Exercise instructions:
(A) From the Frequent Items sketch walkthrough below, extract the stretch from "More so than" through "difficult to demonstrate.".
(B) Extend the Frequent Items sketch walkthrough below, picking up right after its final sentence.
:: Given text ::
More so than other sketches in the library, the Frequent Items sketch can take some practice to use since it identifies exceptionally heavy hitters rather than returning a "top N" list. We assume readers have already familiarized themselves with the sketch documentation and are aware of the key concepts around use of this sketch.
from datasketches import frequent_strings_sketch, frequent_items_error_type
We'll use a very small sketch in this case so that we can easily fill it, otherwise the difference between error types is more difficult to demonstrate.
k = 3
fi = frequent_strings_sketch(k)
A brief digression into implementation details to help explain what we're doing here. The Frequent Items sketch maintains a list of items, but purges the least frequent items when the list fills. For this example, we'll keep inserting items until after a purge takes place.
We'll insert items with exponentially decreasing weights, which in this case gives us a more interesting set of results when we later query things.
n = 8
for i in range(0,n):
fi.update(str(i), 2 ** (n-i))
i += 1
print('Update ' + str(i) + ': ' + str(fi.get_num_active_items()) + ' items')
Update 1: 1 items Update 2: 2 items Update 3: 3 items Update 4: 4 items Update 5: 5 items Update 6: 6 items Update 7: 3 items Update 8: 4 items
We can see where the purge happened, and in this case we inserted a low-weight item after the purge. We can now compare querying items to exclude either false positives or false negatives.
NO_FALSE_POSITIVES
returns all items with a lower bound above the a posteriori errorNO_FALSE_NEGATIVES
returns all items with an upper bound above the a posteriori errorThe latter option will always include any results from the first set and may include others. Items are returned as (id, estimate, lower_bound, upper_bound) and are sorted by decreasing weight.
fi.get_frequent_items(frequent_items_error_type.NO_FALSE_POSITIVES)
[('0', 256, 224, 256), ('1', 128, 96, 128)]
fi.get_frequent_items(frequent_items_error_type.NO_FALSE_NEGATIVES)
[('0', 256, 224, 256), ('1', 128, 96, 128), ('2', 64, 32, 64), ('7', 34, 2, 34)]
The sketch also allows us to query for individual items directly.
:::
:: Information provided ::
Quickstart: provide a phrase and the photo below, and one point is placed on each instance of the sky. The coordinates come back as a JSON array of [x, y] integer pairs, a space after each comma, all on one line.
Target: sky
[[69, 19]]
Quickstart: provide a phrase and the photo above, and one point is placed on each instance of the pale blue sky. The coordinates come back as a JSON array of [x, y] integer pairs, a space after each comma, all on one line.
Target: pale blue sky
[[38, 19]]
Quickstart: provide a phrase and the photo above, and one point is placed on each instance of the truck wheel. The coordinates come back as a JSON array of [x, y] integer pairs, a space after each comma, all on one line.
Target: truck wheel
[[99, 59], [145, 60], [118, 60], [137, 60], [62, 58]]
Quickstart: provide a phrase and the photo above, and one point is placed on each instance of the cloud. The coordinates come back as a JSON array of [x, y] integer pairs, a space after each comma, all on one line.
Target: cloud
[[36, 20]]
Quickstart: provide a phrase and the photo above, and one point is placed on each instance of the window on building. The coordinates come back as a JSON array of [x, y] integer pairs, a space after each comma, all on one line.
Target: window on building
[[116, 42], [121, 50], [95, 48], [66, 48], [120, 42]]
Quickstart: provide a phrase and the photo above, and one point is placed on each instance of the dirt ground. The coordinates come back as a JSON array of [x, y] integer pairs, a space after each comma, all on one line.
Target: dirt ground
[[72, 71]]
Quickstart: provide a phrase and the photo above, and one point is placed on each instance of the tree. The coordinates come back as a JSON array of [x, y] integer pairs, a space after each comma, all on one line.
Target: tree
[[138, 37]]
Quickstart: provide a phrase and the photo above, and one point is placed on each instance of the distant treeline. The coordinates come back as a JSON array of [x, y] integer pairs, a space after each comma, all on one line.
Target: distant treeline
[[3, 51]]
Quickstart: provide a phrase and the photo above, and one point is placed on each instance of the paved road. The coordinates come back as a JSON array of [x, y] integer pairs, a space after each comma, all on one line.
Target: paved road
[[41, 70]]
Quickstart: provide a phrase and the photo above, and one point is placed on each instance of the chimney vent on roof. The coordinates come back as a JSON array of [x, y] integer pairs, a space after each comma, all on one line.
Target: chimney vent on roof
:::
Results of the exercise:
(A)
More so than other sketches in the library, the Frequent Items sketch can take some practice to use since it identifies exceptionally heavy hitters rather than returning a "top N" list. We assume readers have already familiarized themselves with the sketch documentation and are aware of the key concepts around use of this sketch.
from datasketches import frequent_strings_sketch, frequent_items_error_type
We'll use a very small sketch in this case so that we can easily fill it, otherwise the difference between error types is more difficult to demonstrate.

(B)
print(fi.get_estimate("0"))
print(fi.get_upper_bound("2"))
print(fi.get_lower_bound("7"))
256 64 2
We can also query for items not in the the list, whether the item has never been seen or if it has been evicted from the active set.
fi.get_estimate("5")
0
The sketch may also be serialized for archiving, and reconstructed.
sk_bytes = fi.serialize()
len(sk_bytes)
84
fi2 = frequent_strings_sketch.deserialize(sk_bytes)
print(fi2)
### Frequent items sketch summary: lg cur map size : 3 lg max map size : 3 num active items : 4 total weight : 510 max error : 32 ### End sketch summary
Frequent Items sketches support merge()
to combine sketches. Keep in mind that the combined sketches may not have any meaningfully frequent items, even if there were frequent items in one of the input sketches.
We'll start by creating a sketch with lots of equally-weighted very light items, but with a combined weight several times greater than that of the first sketch, and then merge that into the first sketch.
fi2 = frequent_strings_sketch(k)
wt = fi.get_total_weight()
for i in range(0,4*wt):
fi2.update(str(i))
fi.merge(fi2)
Even though all these new items have weight 1, there are so many of them that we have nothing if we ask for no fasle positives.
len(fi.get_frequent_items(frequent_items_error_type.NO_FALSE_POSITIVES))
0
We do, however, see a few potentially heavy items if we request no false negatives.
len(fi.get_frequent_items(frequent_items_error_type.NO_FALSE_NEGATIVES))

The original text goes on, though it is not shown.